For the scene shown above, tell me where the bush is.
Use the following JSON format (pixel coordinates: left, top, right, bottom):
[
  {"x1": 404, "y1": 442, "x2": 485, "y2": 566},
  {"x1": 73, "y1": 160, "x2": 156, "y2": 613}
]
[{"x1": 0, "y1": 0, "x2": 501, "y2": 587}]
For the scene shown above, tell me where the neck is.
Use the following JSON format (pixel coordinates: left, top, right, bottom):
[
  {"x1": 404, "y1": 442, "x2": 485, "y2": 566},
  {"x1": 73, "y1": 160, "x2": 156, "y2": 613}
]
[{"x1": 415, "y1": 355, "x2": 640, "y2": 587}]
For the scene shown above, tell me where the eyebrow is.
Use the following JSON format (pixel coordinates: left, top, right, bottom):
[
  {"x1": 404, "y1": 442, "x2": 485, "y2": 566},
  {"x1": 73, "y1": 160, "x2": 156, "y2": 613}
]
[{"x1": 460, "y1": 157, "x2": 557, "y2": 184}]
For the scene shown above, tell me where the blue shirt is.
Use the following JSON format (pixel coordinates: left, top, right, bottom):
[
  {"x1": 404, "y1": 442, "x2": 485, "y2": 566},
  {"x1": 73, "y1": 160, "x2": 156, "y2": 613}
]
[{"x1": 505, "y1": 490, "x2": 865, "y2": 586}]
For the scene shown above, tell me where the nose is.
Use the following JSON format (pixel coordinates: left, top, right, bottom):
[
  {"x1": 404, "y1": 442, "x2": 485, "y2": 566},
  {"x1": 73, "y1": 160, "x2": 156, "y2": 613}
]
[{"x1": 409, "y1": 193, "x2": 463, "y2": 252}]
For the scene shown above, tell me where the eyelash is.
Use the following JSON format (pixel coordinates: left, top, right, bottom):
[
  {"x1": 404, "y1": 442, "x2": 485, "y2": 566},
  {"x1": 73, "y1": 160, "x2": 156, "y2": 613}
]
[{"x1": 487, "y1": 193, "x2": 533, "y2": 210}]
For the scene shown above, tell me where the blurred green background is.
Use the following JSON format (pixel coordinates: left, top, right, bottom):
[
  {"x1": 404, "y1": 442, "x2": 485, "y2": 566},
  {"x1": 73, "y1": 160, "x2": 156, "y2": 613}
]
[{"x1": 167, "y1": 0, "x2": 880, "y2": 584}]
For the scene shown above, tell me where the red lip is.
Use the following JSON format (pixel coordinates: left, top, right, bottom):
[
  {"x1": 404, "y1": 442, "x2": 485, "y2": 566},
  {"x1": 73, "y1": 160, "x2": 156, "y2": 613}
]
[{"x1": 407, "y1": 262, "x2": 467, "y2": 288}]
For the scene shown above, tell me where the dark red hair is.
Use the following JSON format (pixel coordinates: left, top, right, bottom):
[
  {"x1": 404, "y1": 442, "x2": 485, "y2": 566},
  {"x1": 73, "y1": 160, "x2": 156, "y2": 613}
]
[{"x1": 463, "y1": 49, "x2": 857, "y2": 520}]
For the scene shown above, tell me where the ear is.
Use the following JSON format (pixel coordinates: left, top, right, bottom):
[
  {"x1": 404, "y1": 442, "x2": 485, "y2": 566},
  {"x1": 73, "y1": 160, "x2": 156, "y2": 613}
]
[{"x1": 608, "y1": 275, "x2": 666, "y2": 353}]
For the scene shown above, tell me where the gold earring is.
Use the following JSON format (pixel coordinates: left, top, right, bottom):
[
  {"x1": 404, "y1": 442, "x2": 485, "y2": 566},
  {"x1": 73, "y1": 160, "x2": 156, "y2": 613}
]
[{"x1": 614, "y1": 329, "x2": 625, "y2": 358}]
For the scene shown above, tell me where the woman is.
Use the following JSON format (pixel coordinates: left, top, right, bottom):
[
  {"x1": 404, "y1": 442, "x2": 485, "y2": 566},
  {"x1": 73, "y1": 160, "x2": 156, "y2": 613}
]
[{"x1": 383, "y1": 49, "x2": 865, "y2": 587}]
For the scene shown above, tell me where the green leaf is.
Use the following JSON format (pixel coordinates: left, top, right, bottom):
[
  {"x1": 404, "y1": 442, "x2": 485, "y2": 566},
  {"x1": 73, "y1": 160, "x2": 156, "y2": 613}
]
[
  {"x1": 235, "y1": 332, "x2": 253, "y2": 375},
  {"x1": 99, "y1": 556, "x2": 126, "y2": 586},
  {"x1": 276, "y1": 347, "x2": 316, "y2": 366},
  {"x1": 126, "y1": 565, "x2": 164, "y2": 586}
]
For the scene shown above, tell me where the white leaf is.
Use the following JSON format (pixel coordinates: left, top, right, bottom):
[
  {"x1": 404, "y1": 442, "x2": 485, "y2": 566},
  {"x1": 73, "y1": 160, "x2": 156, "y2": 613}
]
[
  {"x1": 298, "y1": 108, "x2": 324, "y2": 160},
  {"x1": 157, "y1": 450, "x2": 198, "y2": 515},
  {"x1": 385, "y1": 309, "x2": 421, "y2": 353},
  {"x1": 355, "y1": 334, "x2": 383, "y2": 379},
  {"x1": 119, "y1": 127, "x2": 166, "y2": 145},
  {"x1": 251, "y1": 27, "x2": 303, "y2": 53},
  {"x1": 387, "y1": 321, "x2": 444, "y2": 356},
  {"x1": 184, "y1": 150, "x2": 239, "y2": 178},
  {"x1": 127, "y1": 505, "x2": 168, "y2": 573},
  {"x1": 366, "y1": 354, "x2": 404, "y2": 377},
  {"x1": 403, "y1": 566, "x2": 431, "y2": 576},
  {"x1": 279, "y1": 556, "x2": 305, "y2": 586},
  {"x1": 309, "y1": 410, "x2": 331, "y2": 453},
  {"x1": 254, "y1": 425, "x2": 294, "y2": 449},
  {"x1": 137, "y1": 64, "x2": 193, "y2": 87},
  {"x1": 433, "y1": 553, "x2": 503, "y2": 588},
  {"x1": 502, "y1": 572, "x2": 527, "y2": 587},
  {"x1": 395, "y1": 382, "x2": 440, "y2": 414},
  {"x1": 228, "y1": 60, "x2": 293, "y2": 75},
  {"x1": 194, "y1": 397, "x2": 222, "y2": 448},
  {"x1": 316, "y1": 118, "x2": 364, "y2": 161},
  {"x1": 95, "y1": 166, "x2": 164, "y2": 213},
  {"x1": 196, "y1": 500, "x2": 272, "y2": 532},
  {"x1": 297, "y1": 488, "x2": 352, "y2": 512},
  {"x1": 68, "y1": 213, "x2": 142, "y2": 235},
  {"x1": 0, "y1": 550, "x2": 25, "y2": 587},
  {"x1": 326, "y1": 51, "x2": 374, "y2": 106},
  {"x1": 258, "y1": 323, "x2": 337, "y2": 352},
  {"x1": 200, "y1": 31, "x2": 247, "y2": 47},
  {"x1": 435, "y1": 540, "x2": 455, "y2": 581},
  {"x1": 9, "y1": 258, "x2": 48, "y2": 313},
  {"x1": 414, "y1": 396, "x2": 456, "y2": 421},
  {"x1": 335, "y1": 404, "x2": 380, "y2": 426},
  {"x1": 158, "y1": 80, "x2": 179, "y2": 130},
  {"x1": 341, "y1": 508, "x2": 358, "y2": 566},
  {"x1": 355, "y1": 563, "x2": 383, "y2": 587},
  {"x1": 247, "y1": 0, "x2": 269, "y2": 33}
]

--

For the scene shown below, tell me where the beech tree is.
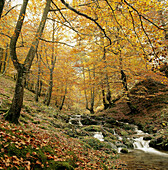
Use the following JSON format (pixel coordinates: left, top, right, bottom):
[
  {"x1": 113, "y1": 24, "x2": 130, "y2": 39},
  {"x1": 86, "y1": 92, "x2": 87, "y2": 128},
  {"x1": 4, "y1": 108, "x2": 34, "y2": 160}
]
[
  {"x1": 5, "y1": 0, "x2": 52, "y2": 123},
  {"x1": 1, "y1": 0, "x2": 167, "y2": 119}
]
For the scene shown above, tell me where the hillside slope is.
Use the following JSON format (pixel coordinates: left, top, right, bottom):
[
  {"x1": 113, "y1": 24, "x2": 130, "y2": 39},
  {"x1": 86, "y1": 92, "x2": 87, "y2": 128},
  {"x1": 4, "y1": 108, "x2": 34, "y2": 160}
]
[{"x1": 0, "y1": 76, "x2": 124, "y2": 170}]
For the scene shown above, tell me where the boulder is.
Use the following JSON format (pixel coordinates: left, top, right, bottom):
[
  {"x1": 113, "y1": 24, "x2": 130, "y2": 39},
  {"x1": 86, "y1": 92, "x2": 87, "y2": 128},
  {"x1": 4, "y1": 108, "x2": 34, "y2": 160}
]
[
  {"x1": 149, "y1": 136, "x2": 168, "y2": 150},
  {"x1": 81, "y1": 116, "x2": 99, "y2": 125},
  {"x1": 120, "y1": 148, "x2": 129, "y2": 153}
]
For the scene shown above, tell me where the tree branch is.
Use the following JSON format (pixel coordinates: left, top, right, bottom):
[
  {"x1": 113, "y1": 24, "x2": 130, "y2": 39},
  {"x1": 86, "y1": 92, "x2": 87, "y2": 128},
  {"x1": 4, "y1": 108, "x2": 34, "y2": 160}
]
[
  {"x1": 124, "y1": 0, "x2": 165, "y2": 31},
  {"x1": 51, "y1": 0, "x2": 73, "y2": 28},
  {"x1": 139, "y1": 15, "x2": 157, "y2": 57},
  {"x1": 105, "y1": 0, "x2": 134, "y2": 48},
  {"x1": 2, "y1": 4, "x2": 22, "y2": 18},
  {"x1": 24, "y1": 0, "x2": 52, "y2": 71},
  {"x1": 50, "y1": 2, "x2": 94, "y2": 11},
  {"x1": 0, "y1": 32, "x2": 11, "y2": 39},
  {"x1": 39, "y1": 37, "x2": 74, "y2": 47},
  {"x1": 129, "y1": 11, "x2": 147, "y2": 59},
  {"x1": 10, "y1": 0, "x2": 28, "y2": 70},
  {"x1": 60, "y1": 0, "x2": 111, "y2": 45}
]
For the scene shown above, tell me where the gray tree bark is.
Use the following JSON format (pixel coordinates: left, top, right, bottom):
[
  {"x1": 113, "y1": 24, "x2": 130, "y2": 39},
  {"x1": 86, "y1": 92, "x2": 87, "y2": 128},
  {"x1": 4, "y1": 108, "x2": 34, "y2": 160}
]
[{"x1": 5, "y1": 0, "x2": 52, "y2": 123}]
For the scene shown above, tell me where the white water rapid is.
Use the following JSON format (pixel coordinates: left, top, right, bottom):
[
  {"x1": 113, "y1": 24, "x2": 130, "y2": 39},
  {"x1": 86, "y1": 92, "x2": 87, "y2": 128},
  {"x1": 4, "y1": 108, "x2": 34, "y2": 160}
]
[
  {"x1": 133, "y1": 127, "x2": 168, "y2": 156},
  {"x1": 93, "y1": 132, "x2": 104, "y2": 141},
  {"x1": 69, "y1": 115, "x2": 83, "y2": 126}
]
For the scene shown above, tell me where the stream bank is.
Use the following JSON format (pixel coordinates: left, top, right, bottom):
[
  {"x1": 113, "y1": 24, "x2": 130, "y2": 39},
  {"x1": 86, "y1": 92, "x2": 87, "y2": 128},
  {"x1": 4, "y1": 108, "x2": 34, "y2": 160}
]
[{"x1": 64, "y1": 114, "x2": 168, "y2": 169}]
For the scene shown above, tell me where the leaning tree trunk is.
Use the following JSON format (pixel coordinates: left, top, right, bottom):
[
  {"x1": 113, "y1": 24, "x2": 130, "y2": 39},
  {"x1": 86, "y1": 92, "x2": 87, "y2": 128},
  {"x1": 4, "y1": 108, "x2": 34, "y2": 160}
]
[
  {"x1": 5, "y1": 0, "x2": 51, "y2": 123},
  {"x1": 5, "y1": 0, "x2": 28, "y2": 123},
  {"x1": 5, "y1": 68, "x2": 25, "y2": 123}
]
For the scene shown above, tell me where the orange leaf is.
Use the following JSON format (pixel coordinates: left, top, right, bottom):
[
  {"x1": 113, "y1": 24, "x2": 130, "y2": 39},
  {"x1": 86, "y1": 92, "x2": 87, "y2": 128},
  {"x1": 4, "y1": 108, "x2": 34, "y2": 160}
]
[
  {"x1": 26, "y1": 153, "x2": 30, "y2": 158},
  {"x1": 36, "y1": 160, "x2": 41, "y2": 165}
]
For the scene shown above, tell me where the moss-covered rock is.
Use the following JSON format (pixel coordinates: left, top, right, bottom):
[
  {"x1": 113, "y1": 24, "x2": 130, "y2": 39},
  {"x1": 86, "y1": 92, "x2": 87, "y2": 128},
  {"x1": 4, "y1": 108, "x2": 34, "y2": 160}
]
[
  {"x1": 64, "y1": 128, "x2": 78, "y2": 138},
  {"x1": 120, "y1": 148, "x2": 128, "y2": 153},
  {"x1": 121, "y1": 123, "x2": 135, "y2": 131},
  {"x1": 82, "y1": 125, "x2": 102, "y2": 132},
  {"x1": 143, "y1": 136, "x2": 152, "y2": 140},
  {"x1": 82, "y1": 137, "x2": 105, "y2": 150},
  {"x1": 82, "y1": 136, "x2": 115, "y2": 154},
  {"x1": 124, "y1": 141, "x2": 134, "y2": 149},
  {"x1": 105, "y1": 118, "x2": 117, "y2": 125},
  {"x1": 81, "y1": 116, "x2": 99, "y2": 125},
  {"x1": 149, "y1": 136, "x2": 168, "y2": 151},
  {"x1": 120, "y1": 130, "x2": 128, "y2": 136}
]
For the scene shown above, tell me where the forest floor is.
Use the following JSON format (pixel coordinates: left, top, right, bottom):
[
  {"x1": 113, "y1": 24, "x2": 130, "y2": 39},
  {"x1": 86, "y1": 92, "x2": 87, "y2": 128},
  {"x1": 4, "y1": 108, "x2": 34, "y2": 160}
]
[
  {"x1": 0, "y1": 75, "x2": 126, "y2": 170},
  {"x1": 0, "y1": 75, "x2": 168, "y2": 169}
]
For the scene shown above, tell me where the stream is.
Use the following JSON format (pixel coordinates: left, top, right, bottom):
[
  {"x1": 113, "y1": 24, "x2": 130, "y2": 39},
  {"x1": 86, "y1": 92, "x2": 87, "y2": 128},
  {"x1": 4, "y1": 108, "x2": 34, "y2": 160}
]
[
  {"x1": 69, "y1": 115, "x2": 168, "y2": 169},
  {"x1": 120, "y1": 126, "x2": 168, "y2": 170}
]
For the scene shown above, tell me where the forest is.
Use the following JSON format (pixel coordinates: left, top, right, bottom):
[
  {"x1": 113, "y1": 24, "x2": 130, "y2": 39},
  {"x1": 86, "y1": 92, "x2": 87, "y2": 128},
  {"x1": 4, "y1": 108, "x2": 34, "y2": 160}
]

--

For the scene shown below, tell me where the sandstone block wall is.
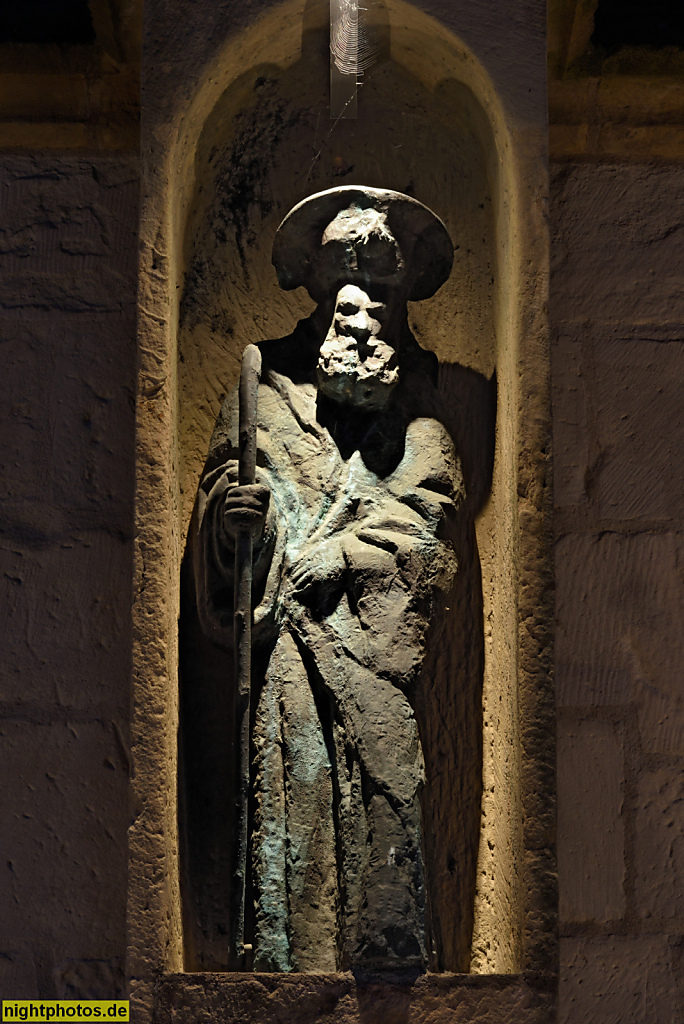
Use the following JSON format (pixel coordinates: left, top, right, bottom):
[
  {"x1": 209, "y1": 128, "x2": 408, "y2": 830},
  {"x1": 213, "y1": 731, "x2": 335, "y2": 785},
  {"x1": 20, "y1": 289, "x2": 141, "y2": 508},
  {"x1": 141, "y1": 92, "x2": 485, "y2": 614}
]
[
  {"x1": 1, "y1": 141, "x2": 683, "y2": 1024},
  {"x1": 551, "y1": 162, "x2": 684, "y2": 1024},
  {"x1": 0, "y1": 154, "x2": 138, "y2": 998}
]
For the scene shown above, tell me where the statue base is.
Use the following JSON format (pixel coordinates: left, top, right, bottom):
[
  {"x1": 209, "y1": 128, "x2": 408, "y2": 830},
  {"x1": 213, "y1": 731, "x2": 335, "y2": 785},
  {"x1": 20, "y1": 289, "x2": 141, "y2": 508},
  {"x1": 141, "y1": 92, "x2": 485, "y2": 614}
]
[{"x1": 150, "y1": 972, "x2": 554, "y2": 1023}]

WHAT YOU SHOULD DO:
The word "white" may occur in lines of the records. Report how many such lines there are, giving only the number.

REPLY TO THE EXERCISE:
2